Below are some records; return each one exactly as written.

(DATA RECORDS Opens)

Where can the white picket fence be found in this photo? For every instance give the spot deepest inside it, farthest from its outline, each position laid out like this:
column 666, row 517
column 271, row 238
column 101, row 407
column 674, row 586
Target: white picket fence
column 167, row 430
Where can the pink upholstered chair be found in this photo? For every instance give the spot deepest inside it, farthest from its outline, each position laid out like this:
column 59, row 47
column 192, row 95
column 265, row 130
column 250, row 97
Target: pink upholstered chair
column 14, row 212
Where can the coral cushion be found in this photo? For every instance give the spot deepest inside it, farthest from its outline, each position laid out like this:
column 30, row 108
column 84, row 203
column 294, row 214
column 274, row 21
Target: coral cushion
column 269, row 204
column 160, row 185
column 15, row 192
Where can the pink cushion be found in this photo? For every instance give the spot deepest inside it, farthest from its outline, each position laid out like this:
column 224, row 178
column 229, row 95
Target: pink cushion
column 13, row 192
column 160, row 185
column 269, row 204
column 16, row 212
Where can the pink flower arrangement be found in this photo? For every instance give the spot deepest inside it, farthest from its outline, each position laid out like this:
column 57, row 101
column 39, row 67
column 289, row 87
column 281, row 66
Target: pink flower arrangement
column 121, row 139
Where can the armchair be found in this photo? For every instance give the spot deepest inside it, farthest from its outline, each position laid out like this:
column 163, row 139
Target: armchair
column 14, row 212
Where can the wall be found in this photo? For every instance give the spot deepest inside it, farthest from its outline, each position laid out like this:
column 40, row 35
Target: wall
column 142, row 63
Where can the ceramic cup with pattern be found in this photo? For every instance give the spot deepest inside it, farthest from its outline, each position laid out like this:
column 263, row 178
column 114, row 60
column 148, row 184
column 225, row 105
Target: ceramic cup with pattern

(DATA RECORDS Closes)

**TASK RESPONSE:**
Where can the white picket fence be found in this photo? For every instance give the spot deepest inside it, farthest from its outline, each position laid out like this:
column 666, row 517
column 271, row 238
column 101, row 407
column 674, row 586
Target: white picket fence
column 167, row 430
Where can the pink upholstered chair be found in this photo? For every instance give the spot deepest inside it, farthest from its outline, each position laid out like this:
column 59, row 47
column 192, row 95
column 265, row 130
column 250, row 97
Target: pink upholstered chair
column 14, row 212
Where can the coral cushion be found in this photo? For every instance give the spot deepest inside it, farthest from its outline, each position laid out like this:
column 30, row 108
column 84, row 203
column 294, row 214
column 274, row 21
Target: coral cushion
column 269, row 204
column 160, row 185
column 15, row 192
Where can the pink cushion be found in this photo? For every instance give the spot deepest inside it, farthest from its outline, each position laid out like this:
column 224, row 178
column 229, row 95
Target: pink cushion
column 13, row 192
column 160, row 185
column 269, row 204
column 16, row 212
Where can the pink flower arrangement be found in this photo? For every instance give the spot deepest inside it, farthest from its outline, each position laid out like this:
column 57, row 101
column 39, row 67
column 289, row 87
column 281, row 66
Target: pink flower arrangement
column 121, row 139
Where can the armchair be found in this photo? For every instance give the spot deepest inside it, farthest from its outline, each position laid out like this:
column 163, row 139
Target: armchair
column 14, row 212
Where can the wall be found in this photo? For every instance give the spot deepest inside it, farthest from its outline, each position laid out like this:
column 40, row 35
Target: wall
column 142, row 63
Where can the ceramic cup with pattern be found in this photo? For every instance give the spot deepest inside it, farthest from its outline, each position laid out like this:
column 263, row 178
column 114, row 60
column 148, row 184
column 225, row 105
Target: ceramic cup with pattern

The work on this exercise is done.